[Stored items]
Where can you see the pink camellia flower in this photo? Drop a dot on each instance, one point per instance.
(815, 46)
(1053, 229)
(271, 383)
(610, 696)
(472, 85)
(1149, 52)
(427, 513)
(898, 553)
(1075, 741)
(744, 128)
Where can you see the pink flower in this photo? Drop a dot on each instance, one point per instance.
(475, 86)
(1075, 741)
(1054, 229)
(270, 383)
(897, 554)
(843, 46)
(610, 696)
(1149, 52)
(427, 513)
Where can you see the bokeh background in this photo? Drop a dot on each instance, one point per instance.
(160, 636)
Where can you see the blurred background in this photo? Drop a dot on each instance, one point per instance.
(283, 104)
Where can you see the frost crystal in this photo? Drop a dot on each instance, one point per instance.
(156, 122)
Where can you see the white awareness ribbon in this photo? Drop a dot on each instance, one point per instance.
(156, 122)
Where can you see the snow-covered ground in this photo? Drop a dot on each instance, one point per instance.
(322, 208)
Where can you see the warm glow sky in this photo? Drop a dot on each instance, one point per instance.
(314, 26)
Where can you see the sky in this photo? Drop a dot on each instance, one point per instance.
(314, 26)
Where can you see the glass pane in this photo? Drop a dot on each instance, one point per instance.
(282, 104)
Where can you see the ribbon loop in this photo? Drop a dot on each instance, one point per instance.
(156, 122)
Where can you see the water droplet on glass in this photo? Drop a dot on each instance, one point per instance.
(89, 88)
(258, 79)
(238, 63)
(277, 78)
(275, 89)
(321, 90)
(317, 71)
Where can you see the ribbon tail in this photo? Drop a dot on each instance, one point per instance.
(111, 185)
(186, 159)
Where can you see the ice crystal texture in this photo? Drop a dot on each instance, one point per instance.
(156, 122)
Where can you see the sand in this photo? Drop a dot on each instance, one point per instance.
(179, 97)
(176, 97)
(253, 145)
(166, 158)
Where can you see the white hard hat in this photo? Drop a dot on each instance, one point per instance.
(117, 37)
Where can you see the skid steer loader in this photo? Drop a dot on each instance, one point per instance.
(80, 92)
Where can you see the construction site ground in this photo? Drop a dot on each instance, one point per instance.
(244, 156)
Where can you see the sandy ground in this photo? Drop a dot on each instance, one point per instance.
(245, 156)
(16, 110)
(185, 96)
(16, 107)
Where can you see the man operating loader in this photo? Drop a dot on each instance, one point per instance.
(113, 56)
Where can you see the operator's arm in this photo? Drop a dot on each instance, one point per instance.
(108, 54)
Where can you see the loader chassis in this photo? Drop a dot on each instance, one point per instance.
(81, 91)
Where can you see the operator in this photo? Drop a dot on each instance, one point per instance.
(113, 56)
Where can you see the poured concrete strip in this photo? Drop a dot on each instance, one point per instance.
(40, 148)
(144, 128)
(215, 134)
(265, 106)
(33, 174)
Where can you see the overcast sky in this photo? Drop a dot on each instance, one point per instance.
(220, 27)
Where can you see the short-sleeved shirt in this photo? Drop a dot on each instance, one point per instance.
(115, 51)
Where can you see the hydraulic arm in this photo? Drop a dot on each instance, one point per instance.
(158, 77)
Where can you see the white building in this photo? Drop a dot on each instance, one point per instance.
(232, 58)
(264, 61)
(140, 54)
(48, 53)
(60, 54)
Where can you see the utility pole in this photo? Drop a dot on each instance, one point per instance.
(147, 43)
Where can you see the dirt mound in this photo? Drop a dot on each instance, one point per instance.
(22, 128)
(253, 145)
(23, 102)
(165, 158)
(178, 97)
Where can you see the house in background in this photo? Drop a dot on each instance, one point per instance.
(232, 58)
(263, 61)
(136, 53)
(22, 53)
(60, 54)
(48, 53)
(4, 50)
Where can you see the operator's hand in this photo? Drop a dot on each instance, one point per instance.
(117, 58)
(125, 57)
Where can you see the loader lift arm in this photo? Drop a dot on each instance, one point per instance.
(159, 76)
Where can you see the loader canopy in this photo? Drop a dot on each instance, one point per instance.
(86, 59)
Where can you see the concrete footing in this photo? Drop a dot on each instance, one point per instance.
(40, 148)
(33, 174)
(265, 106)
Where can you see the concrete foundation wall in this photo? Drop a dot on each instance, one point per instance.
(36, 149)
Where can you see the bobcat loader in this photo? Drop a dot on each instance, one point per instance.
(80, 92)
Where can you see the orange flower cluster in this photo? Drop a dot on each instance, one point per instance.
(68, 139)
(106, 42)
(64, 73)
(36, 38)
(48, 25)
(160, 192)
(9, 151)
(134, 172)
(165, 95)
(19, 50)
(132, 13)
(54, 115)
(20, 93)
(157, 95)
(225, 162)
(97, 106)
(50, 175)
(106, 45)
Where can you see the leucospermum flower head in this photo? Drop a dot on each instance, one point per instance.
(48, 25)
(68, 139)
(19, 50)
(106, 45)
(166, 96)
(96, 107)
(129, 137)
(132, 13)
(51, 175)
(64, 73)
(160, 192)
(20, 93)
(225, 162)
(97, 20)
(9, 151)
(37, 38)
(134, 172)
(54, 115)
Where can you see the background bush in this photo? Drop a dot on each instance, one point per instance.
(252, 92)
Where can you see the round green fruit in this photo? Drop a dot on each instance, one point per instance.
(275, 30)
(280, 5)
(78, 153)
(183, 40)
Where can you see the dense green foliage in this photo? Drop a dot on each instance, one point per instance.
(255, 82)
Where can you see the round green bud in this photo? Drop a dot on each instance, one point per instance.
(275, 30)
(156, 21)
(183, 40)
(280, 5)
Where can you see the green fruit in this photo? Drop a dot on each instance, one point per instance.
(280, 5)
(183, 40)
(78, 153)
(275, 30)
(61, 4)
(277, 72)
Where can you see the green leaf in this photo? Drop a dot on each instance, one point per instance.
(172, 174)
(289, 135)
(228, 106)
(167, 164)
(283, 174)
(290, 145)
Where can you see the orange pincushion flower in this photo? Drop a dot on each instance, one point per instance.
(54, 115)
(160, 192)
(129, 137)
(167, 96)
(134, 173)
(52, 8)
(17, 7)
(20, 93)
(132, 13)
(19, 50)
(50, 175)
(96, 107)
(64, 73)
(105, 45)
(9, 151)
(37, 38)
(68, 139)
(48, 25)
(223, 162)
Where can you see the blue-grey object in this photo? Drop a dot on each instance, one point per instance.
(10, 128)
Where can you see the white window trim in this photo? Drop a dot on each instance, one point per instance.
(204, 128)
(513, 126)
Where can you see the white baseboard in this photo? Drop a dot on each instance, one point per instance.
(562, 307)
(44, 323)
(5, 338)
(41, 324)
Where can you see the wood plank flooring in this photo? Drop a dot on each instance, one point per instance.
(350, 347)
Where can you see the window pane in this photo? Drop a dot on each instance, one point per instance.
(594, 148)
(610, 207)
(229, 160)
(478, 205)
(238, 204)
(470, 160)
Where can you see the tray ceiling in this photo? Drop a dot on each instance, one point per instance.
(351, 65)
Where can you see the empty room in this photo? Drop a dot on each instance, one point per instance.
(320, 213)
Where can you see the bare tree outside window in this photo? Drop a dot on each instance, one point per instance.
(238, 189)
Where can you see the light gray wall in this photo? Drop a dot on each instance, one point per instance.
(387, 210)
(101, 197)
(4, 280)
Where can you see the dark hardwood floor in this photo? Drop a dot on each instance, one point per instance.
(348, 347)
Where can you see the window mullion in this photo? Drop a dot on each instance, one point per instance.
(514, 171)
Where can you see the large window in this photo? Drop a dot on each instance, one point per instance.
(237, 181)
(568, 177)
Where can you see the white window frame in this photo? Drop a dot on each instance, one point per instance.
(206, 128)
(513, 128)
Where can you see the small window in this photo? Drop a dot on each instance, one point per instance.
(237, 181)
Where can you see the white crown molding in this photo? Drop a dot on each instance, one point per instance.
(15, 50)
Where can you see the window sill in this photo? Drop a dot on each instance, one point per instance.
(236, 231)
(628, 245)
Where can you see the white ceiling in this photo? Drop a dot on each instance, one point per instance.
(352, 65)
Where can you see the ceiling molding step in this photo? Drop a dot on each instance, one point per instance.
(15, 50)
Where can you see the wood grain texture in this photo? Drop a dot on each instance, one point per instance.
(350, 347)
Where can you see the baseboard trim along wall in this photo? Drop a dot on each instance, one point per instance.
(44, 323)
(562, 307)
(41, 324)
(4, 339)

[WHAT TO PRODUCE]
Set down only these lines, exactly: the one containing "Where can you see the white ceiling" and each line after it through the end of the entries above.

[OUTPUT OF THE EXERCISE]
Where can you see the white ceiling in this photo? Drop a dot on each instance, one point per instance.
(352, 65)
Where can you see the ceiling molding step in this photo? Drop a dot on each instance, one point per instance.
(15, 50)
Where can you see the wood grain texture in this photo? Drop a dot on each instance, one point per instance.
(350, 347)
Where can you see the baseboard trim along wall in this photo? Drop a dot on each instance, one point per instance.
(44, 323)
(562, 307)
(41, 324)
(4, 339)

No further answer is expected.